● SOURCE TEXT
========================================================================

Load testing is one of those things everyone agrees is important — and almost nobody does early.
Sometimes because there is no time. Sometimes because setting up a proper tool feels heavy. Sometimes because “it works locally” and that feels good enough.
Rentgen approaches this problem differently. Instead of replacing professional load-testing tools, it gives you a built-in, low-friction load test that answers one simple question:
Does this API already slow down when a little concurrency is introduced?
What this test is — and what it is not
Rentgen’s load test is not meant to simulate production traffic or push your infrastructure to its limits.
It is intentionally small. Intentionally controlled. Intentionally easy to run.
The goal is not to break the system. The goal is to detect early performance degradation before it turns into a scaling problem.
What was tested
Rentgen executed a lightweight concurrent load test using the same API request that was already validated functionally.
- Threads: 10
- Total requests: 100
- Execution: parallel
During execution, Rentgen measured response time percentiles and evaluated them against clear, opinionated thresholds.
- Median < 500 ms → Pass
- Median < 1000 ms → Warning
- Median ≥ 1000 ms → Fail
What Rentgen found
- Requests executed: 100
- p50: 511 ms
- p90: 992 ms
- p95: 1152 ms
- Average: 574 ms
- 4xx errors: 0
- 5xx errors: 0
Even under minimal concurrency, the median response time crossed the 500 ms threshold and high percentiles exceeded one second.
Why this matters
Ten parallel requests is not traffic. It is barely a warm-up.
If an API starts slowing down at this level, it is usually a sign of deeper issues:
- inefficient database queries
- blocking I/O in request handling
- missing or ineffective caching
- N+1 query patterns
- thread or connection pool saturation
None of these problems require real load to exist. They are already present — concurrency simply exposes them.
Why most teams miss this
Manual API testing is sequential. One request. One response. Everything looks fine.

========================================================================

[Saved entries]

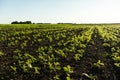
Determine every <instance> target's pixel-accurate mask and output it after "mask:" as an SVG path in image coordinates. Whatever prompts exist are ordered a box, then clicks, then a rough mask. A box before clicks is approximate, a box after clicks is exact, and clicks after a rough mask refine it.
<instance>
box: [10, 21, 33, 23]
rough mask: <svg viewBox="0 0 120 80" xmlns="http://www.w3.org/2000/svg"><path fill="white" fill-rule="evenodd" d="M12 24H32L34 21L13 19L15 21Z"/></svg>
mask: <svg viewBox="0 0 120 80" xmlns="http://www.w3.org/2000/svg"><path fill="white" fill-rule="evenodd" d="M11 24H32V22H31V21H24V22H23V21H20V22H18V21H13V22H11Z"/></svg>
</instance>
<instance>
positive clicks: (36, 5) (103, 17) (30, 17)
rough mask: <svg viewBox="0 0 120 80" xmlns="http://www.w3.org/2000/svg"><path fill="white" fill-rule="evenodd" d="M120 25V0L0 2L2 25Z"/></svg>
mask: <svg viewBox="0 0 120 80" xmlns="http://www.w3.org/2000/svg"><path fill="white" fill-rule="evenodd" d="M27 20H29V21H32V22H35V23H37V22H40V23H41V22H43V23H61V22H63V23H120V0H0V24H5V23H11V22H12V21H27Z"/></svg>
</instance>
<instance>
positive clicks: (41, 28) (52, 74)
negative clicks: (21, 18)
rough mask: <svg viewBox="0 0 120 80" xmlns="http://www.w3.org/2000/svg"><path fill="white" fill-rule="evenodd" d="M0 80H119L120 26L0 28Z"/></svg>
mask: <svg viewBox="0 0 120 80" xmlns="http://www.w3.org/2000/svg"><path fill="white" fill-rule="evenodd" d="M0 80H120V24H9V25H7V24H6V25H5V24H1V25H0Z"/></svg>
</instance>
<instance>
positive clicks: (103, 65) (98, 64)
mask: <svg viewBox="0 0 120 80" xmlns="http://www.w3.org/2000/svg"><path fill="white" fill-rule="evenodd" d="M93 66H95V67H102V66H104V63H102V62H101V61H100V60H98V62H97V63H94V64H93Z"/></svg>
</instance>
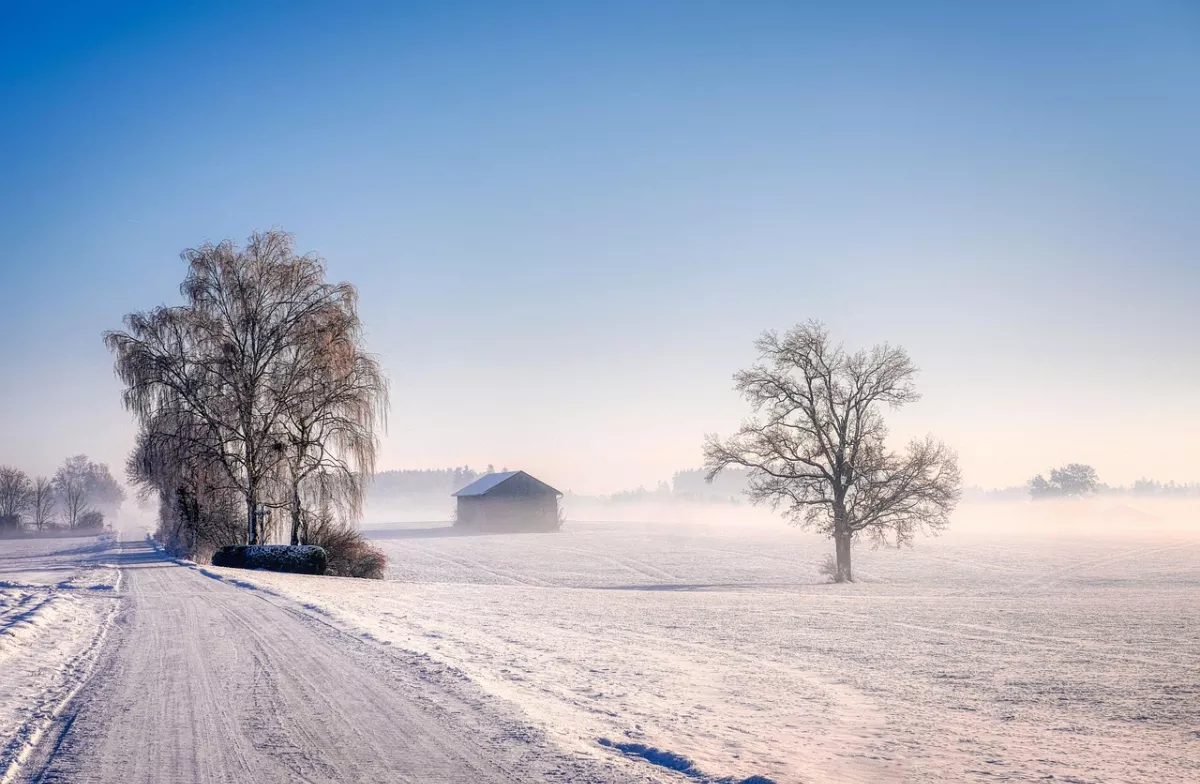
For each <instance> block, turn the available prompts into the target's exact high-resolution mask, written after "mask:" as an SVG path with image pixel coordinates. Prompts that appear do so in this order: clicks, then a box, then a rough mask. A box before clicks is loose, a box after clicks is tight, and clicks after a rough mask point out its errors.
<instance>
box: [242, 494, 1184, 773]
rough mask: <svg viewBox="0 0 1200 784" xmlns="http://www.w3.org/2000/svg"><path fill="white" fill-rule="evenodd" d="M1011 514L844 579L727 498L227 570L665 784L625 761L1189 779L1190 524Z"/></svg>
mask: <svg viewBox="0 0 1200 784" xmlns="http://www.w3.org/2000/svg"><path fill="white" fill-rule="evenodd" d="M1006 509H1007V511H1006V513H1004V514H1003V515H996V519H995V520H982V521H979V522H978V525H968V523H967V522H958V523H956V529H955V531H953V532H950V533H949V534H946V535H943V537H941V538H937V539H924V540H920V541H919V543H918V545H917V547H916V549H914V550H906V551H871V550H869V549H857V550H856V559H857V561H856V567H857V573H858V575H859V577H860V580H862V581H860V582H858V583H856V585H852V586H833V585H828V583H826V582H824V577H822V576H821V574H820V570H818V564H820V563H821V561H822V559H823V558H824V557H826V553H827V552H828V551H829V550H830V547H829V546H828V544H827V543H824V541H822V540H820V539H816V538H812V537H810V535H806V534H803V533H800V532H798V531H796V529H793V528H788V527H786V526H785V525H782V523H780V522H778V521H774V520H767V519H763V517H762V516H760V515H751V514H750V513H746V511H745V510H734V509H731V513H732V514H737V515H742V516H743V517H739V519H732V520H731V519H724V520H720V522H718V521H715V520H712V519H710V520H708V521H691V522H674V523H636V522H612V523H602V522H572V523H569V525H568V527H566V528H565V529H564V531H563V532H560V533H557V534H515V535H494V537H469V538H467V537H432V535H421V537H418V535H414V534H413V532H410V531H394V532H384V531H376V532H373V534H372V535H373V537H376V539H377V544H378V545H380V546H382V547H384V549H385V550H386V551H388V555H389V559H390V564H391V565H390V581H388V582H370V581H355V580H341V579H331V577H304V576H298V575H276V574H266V573H253V574H252V575H251V576H248V577H247V579H250V580H251V581H252V582H256V583H258V585H260V586H263V587H266V588H269V590H272V591H275V592H277V593H282V594H286V596H292V597H294V598H295V599H298V600H300V602H301V603H304V604H307V605H308V610H310V611H313V612H320V614H326V615H329V616H332V617H335V618H337V620H338V621H341V622H343V623H348V624H352V626H355V627H358V628H360V629H362V632H364V634H367V635H371V636H373V638H376V639H378V640H379V641H382V642H384V644H390V645H396V646H402V647H403V648H407V650H412V651H416V652H420V653H427V654H428V656H431V657H433V658H436V659H438V660H442V662H444V663H448V664H451V665H454V666H455V668H458V669H461V670H462V671H463V672H466V674H467V675H468V676H469V677H472V678H473V680H475V681H476V682H479V683H480V684H482V686H484V687H485V688H486V689H488V690H490V692H492V693H494V694H496V695H498V696H502V698H504V699H506V700H510V701H512V702H515V704H516V705H518V706H520V707H521V708H522V710H523V711H524V712H526V714H527V716H528V717H529V718H530V720H532V722H534V723H536V724H539V725H540V726H542V728H545V730H546V731H547V732H548V734H550V735H551V737H553V738H554V740H556V741H557V742H559V743H560V744H563V746H564V747H565V748H568V749H571V750H572V752H576V753H582V754H589V755H607V756H608V758H617V759H619V760H620V761H622V765H624V766H626V767H628V768H629V771H630V772H632V773H635V774H640V776H646V774H648V776H650V777H652V778H660V779H661V780H684V777H682V776H679V774H677V773H671V772H670V771H668V770H667V768H666V767H661V766H655V765H653V764H652V762H649V761H647V760H646V759H643V758H642V756H637V753H638V752H641V753H643V754H644V753H648V752H647V749H658V750H661V752H670V753H672V754H676V755H679V756H682V758H686V759H688V760H690V761H691V764H692V767H691V768H690V772H691V774H692V780H695V779H697V778H698V779H701V780H715V779H720V778H722V777H731V778H732V780H742V779H745V778H749V777H754V776H762V777H767V778H769V779H772V780H774V782H780V783H782V782H890V780H910V782H960V780H1031V782H1032V780H1060V782H1156V783H1157V782H1184V780H1200V526H1194V525H1192V522H1193V521H1192V520H1183V521H1182V522H1180V521H1175V522H1172V523H1170V525H1168V523H1166V522H1165V521H1163V520H1159V519H1157V517H1153V516H1151V515H1148V514H1146V513H1144V511H1141V510H1138V509H1132V508H1129V507H1112V508H1104V509H1102V508H1094V509H1092V511H1091V513H1090V514H1087V515H1082V516H1076V519H1074V520H1066V521H1063V520H1058V521H1057V522H1056V523H1055V526H1052V527H1050V526H1049V525H1046V523H1044V522H1037V525H1034V522H1036V521H1031V520H1024V521H1022V520H1015V519H1014V520H1010V525H1003V521H1004V520H1006V519H1008V517H1006V515H1012V514H1018V515H1020V514H1032V513H1027V511H1026V510H1027V507H1024V505H1015V507H1012V508H1006ZM731 513H725V514H726V515H728V514H731ZM994 514H995V513H994ZM961 517H962V515H960V519H961ZM239 574H240V575H246V574H247V573H239ZM613 744H634V746H629V747H628V749H629V752H631V753H628V754H620V753H619V752H617V750H616V748H614V746H613ZM643 747H646V748H643ZM649 754H650V755H652V756H654V754H653V753H649ZM660 761H661V760H660ZM667 761H668V762H672V764H674V765H676V766H677V767H682V766H684V764H685V762H684V761H682V760H678V759H673V758H671V759H667Z"/></svg>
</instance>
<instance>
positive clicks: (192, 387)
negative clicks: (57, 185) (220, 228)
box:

========================================================================

● PROMPT 1
Transcribe the passage of the load-testing article that begins at the words "Sometimes because there" and stops after "easy to run.".
● PROMPT 2
Go on with the load-testing article, picking up after its last sentence.
The saved entries come from a separate source.

● ANSWER BOX 1
Sometimes because there is no time. Sometimes because setting up a proper tool feels heavy. Sometimes because “it works locally” and that feels good enough.
Rentgen approaches this problem differently. Instead of replacing professional load-testing tools, it gives you a built-in, low-friction load test that answers one simple question:
Does this API already slow down when a little concurrency is introduced?
What this test is — and what it is not
Rentgen’s load test is not meant to simulate production traffic or push your infrastructure to its limits.
It is intentionally small. Intentionally controlled. Intentionally easy to run.

● ANSWER BOX 2
By the time someone runs a real load test, the API is already in production, the data set is large, and fixing performance becomes expensive.
Rentgen surfaces this earlier, while the API is still being actively developed.
The practical workflow
Running a load test in Rentgen requires two choices:
- number of threads (1–100)
- number of requests (1–10 000)
That’s it.
Need unique data per request? Use dynamic mappings — random strings, integers, or emails — directly in the request definition.
No additional tools. No scripts. No setup ceremony.
What happens when it fails
When performance thresholds are exceeded, Rentgen marks the test accordingly and provides a ready-to-use bug report with all relevant metrics.
You don’t need to explain why this is a problem. The numbers already do.
Why this check exists in Rentgen
Because performance problems rarely appear suddenly.
They usually start small, hide behind “it works”, and grow quietly until real users feel the pain.
Rentgen’s built-in load test is designed to catch that moment early — when fixing it is still cheap.
Final thoughts
You don’t need a full performance lab to know when something is already wrong.
If a little concurrency bends your API, real traffic will break it.
Seeing that early is not pessimism. It’s engineering.